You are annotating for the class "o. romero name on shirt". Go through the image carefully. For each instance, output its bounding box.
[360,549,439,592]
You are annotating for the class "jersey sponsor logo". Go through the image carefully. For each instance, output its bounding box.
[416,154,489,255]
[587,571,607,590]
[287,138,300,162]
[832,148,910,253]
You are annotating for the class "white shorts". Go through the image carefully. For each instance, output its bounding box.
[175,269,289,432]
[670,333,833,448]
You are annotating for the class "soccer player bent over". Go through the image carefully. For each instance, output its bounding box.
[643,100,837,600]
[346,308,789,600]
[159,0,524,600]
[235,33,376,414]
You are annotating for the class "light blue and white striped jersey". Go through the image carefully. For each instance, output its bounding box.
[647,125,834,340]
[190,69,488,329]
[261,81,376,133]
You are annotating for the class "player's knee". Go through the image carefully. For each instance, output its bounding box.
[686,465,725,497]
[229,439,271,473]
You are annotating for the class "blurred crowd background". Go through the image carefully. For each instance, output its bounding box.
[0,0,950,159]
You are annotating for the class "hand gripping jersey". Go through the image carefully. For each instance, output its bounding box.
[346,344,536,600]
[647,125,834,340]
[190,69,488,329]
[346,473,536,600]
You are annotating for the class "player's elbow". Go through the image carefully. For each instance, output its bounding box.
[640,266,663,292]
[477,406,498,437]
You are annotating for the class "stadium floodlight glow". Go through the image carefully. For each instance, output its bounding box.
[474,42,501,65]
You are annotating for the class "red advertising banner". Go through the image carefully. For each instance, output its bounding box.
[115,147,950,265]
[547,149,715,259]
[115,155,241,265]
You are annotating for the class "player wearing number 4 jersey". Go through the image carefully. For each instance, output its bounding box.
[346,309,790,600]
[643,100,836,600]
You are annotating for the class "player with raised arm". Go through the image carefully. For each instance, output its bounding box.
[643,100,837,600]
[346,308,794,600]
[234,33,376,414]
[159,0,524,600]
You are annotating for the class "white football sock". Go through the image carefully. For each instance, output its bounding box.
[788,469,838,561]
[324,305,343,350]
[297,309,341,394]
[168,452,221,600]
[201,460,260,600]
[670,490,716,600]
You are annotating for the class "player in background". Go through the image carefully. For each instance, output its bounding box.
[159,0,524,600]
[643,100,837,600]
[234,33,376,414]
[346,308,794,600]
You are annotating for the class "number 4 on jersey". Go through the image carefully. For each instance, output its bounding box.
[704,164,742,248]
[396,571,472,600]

——————

Goal: Copy out every line of the rows that contains the string "player", one line per line of output.

Written solution:
You are annotating for the class "soccer player bent over". Go through the image carefully. For each instance, output its bounding box.
You are annotating for the class "player's knee". Go through the image carefully. For each instance, output its bounding box.
You are annotating for the class "player's elbow". Go through the image carefully. For each instance, output its bounding box.
You are annotating for the class "player wearing number 4 jersey". Go through the image carefully. For each instance, output its bounding box.
You are annotating for the class "player with raised arm". Go through the image carefully. For each instance, output its bounding box.
You are annotating for the class "player in background". Go through the image carefully. For each instance, output its bounding box.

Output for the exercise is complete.